Document excerpt:

START

Never Be Distracted From Our Duty To Teach Civil Rights

BY JACK LEVINE

Back in August 2016, just a week after the Charlottesville, Virginia Unite the Right white supremacist rally that resulted in the death of Civil Rights Advocate Heather Heyer, Charlotte and I joined our in-laws, Steve and Nancy Wasserman, on a visit to historic sites in Montgomery and Selma, Alabama. We had planned our trip weeks before the tragic events in Charlottesville but soon realized the timing was poignant.

While reading, viewing documentary videos, and dramatic films are certainly good ways to learn about history, I find that making the effort to personally visit iconic locations magnifies the impact of the experience.  Being there matters.

Our motivation to walk across the Edmund Pettus Bridge which spans the Alabama River in Selma was to have our shoes follow the path of the hundreds of brave souls of all races who made their way in March 1965 on the 53-mile journey to the State Capitol in Montgomery highlighting the movement for voting rights on behalf of African Americans who were denied this most basic tenet of citizenship. Civil rights icon John Lewis was a leader of the march on that day which will forever be memorialized as Blood Sunday.

“Their valiant efforts were witnessed not only along the rain-soaked road they traveled,…”

The 1965 Selma to Montgomery trip was fraught with danger and distress. Blood flowed from the baton beatings by Alabama State Troopers and the bites of vicious attacks by police dogs. Harassment by Ku Klux Klan members included both verbal outbursts and deadly violence. All the while, the marchers prevailed. Their valiant efforts were witnessed not only along the rain-soaked road they traveled, but eyes around the world followed news coverage, interviews were broadcast and editorial columns spread the word of the purpose of the effort.

END

Data excerpts:
START

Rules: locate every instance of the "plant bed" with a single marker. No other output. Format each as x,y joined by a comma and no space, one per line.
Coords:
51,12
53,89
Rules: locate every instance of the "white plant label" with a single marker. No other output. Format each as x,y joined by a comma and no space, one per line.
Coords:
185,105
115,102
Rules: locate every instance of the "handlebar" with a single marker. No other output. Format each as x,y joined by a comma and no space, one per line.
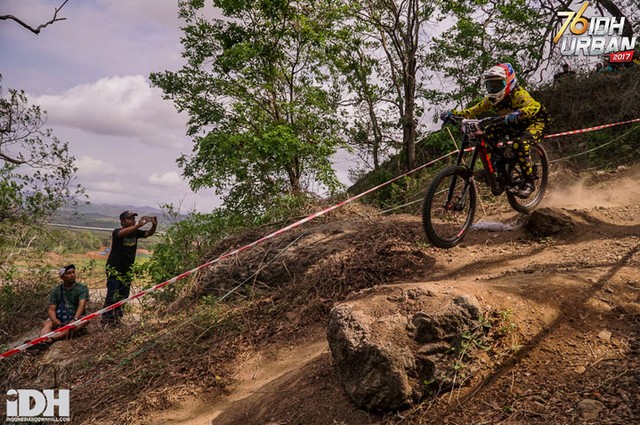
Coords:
473,127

END

What you will do:
**a)** In the civil rights essay, which river does the Edmund Pettus Bridge span?
**b)** Which lines of the records contain the word "space"? Pick out each one.
The civil rights essay and the records have nothing to do with each other.

Results of the tasks:
**a)** The Alabama River.

**b)**
Rules: locate every instance of the "plant bed" with a single marker. No other output. Format each as x,y joined by a comma and no space, one per line.
Rules: locate every instance of the "white plant label" with a single marker. No other output. Format each as x,y joined by a comma and no space, one per line.
Rules: locate every instance of the "handlebar" with a single marker. No other output. Format each as x,y joined by a comma and no space, one per line.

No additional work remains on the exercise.